_Reading passage_.

((

DOL starts tackling SECURE 2.0 reporting and disclosure updates 

   
    
September 19, 2023
As a first step toward updating ERISA’s reporting and disclosure requirements for 10 different provisions of the SECURE 2.0 Act of 2022 (Div. T of Pub. L. No. 117-328), the Department of Labor (DOL) has issued an expansive request for information (RFI). The RFI covers SECURE 2.0’s new requirement for paper statements and other provisions that apply to defined contribution (DC) and defined benefit (DB) plans — including pooled employer plans (PEPs). However, the request doesn’t include a broader triagency directive aimed at modernizing and streamlining retirement plan disclosures. Comments are due by Oct. 10.

Paper statements and e-disclosure updates

For plan years beginning after Dec. 31, 2025, DC plans must deliver at least one paper benefit statement per year (one every three years for DB plans). An exception applies if the statement is furnished electronically under DOL’s 2002 e-delivery safe harbor or the participant has affirmatively requested electronic delivery. In addition to summarizing the participant’s benefits, the paper statement must contain information on how participants can opt out of receiving the paper disclosure or request delivery of some or all disclosures on paper for no additional cost. The act also directs DOL to revise its two e-disclosure regulations.

))

_Exercise set_.
A) Copy from the SECURE 2.0 article the part that opens with the words containing "Paper statements and e-disclosure" and closes with "two e-disclosure regulations.".
B) Reproduce the full listing below line for line, without changes.

_Given data_.
((

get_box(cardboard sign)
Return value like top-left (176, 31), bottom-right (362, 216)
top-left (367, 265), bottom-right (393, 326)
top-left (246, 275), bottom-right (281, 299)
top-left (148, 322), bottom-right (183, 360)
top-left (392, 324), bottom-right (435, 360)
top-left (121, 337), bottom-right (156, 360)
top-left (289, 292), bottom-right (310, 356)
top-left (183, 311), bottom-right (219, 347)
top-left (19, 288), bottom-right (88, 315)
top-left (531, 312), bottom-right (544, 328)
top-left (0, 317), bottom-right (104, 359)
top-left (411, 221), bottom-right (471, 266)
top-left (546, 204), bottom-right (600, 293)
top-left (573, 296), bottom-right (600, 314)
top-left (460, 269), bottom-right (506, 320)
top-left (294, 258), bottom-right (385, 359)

))

_Solutions to the tasks_.
A)
Paper statements and e-disclosure updates

For plan years beginning after Dec. 31, 2025, DC plans must deliver at least one paper benefit statement per year (one every three years for DB plans). An exception applies if the statement is furnished electronically under DOL’s 2002 e-delivery safe harbor or the participant has affirmatively requested electronic delivery. In addition to summarizing the participant’s benefits, the paper statement must contain information on how participants can opt out of receiving the paper disclosure or request delivery of some or all disclosures on paper for no additional cost. The act also directs DOL to revise its two e-disclosure regulations.

B)
get_box(cardboard sign)
Return value like top-left (176, 31), bottom-right (362, 216)
top-left (367, 265), bottom-right (393, 326)
top-left (246, 275), bottom-right (281, 299)
top-left (148, 322), bottom-right (183, 360)
top-left (392, 324), bottom-right (435, 360)
top-left (121, 337), bottom-right (156, 360)
top-left (289, 292), bottom-right (310, 356)
top-left (183, 311), bottom-right (219, 347)
top-left (19, 288), bottom-right (88, 315)
top-left (531, 312), bottom-right (544, 328)
top-left (0, 317), bottom-right (104, 359)
top-left (411, 221), bottom-right (471, 266)
top-left (546, 204), bottom-right (600, 293)
top-left (573, 296), bottom-right (600, 314)
top-left (460, 269), bottom-right (506, 320)
top-left (294, 258), bottom-right (385, 359)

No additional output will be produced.